La semana pasada nuestro país se consternó por la noticia de una niña de 13 años que había quedado embarazada por un patrón de violencia, a manos de su padrastro. Como consecuencia de esto, el pasado miércoles esta niña, con trastorno del espectro autista, dio a luz a la criatura. Personalmente, al escuchar esta noticia, me indigné; me dio coraje y, al mismo tiempo, un sentido de impotencia que me hizo preguntarme: ¿hasta cuándo? ¿Por qué tiene que suceder esto?

* **MATERIAL PROPORCIONADO**

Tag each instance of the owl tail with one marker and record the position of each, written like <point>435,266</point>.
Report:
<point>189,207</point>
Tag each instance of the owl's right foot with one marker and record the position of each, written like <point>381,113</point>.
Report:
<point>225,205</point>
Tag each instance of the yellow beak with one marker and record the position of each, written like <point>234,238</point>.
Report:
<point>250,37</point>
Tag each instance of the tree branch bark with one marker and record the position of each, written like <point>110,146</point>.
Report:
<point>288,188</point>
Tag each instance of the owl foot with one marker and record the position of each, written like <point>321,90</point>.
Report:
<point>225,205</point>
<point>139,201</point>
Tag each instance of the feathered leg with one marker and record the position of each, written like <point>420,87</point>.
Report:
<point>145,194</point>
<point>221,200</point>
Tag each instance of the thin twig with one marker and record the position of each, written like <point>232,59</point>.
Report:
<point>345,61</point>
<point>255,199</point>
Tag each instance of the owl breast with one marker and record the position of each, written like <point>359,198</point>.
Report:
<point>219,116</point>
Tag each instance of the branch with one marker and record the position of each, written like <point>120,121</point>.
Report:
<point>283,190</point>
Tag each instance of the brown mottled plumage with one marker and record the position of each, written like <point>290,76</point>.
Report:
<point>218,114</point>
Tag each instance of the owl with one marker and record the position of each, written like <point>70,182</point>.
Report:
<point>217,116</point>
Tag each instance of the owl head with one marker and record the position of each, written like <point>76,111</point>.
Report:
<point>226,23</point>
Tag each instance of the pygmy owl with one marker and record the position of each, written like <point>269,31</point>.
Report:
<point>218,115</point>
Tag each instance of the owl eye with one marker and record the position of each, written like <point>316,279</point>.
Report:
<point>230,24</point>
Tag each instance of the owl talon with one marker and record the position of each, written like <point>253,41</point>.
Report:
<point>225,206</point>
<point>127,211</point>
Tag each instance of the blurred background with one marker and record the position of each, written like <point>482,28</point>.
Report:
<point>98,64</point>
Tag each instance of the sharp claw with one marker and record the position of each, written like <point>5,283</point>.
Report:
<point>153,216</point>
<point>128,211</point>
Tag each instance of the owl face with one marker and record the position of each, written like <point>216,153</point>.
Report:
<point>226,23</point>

* **TAREAS A REALIZAR**
(1) Extrae del texto sobre el caso de la niña de 13 años el pasaje que va desde "La semana pasada" hasta "que suceder esto?".
(2) Escribe la continuación del texto sobre el caso de la niña de 13 años a partir de su última oración.

* **RESPUESTAS**
(1)
La semana pasada nuestro país se consternó por la noticia de una niña de 13 años que había quedado embarazada por un patrón de violencia, a manos de su padrastro. Como consecuencia de esto, el pasado miércoles esta niña, con trastorno del espectro autista, dio a luz a la criatura. Personalmente, al escuchar esta noticia, me indigné; me dio coraje y, al mismo tiempo, un sentido de impotencia que me hizo preguntarme: ¿hasta cuándo? ¿Por qué tiene que suceder esto?

(2)
Ese momento de reflexión me hizo recordar al profeta Habacuc, quien en un momento se hizo la misma pregunta. Poco sabemos de la vida de este profeta. Solo conocemos por su escrito que era un profundo pensador, un hombre letrado y uno que luchaba con Dios. Este profeta escribe en tiempos de grandes conflictos políticos que trajeron violencia e injusticia en la vida del pueblo y ante las cuales él se vio impotente. Eran momentos en los cuales se avecinaba de manera imparable la invasión de los caldeos, un pueblo cruel, presuroso, ladrón, que provocaba terror y destrozaba todo a su paso. Ante este panorama, Habacuc se levantó, como lo haría cualquier ser humano, con preguntas que no tenían respuestas, y precisamente en ese momento Dios le recordó al profeta que, a pesar de la crisis más profunda, Su benevolencia siempre estaría presente.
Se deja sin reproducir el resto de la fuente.